Return each line of the listing below that contains the string "driveway", matching its case exactly.

Pointing records:

## Begin

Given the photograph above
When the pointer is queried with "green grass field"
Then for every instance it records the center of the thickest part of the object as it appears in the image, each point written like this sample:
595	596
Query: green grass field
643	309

## End
## Begin

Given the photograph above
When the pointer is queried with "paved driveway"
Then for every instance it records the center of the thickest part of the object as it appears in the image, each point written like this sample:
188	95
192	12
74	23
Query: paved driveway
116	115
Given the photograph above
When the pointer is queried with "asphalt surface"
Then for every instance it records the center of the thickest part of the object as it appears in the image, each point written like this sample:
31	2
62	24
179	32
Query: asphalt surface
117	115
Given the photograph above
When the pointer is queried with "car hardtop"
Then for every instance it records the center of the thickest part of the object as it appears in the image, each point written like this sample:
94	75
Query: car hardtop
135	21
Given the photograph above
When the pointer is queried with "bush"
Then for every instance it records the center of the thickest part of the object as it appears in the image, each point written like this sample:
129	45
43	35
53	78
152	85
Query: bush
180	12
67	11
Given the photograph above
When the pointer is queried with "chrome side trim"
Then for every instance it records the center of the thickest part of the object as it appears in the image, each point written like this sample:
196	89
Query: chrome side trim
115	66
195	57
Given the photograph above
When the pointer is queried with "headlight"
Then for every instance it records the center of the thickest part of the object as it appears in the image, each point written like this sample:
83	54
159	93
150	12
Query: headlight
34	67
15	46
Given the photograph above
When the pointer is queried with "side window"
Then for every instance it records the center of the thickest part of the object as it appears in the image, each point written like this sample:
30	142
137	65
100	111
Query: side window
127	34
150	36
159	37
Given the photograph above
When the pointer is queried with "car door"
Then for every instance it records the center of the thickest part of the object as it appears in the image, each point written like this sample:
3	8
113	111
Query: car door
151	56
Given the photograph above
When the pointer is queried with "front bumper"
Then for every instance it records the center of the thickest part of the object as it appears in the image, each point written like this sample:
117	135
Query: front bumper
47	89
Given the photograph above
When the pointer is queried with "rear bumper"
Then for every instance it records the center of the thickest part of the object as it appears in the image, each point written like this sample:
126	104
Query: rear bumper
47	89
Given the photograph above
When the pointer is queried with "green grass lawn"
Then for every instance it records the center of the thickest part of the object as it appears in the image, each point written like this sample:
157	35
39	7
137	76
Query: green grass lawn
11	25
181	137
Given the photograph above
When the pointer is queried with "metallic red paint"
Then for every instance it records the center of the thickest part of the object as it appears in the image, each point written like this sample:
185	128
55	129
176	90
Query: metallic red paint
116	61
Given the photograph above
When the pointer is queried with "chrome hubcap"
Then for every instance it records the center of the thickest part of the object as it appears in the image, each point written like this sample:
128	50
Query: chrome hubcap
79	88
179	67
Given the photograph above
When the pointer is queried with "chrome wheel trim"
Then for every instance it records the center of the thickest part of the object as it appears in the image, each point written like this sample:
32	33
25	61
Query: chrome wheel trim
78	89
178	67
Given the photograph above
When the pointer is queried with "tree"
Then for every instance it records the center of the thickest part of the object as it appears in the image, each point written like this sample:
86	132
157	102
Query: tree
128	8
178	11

## End

> [THE COMPLETED TASK]
When the pointer is queried with "paved driveway"
Query: paved driveway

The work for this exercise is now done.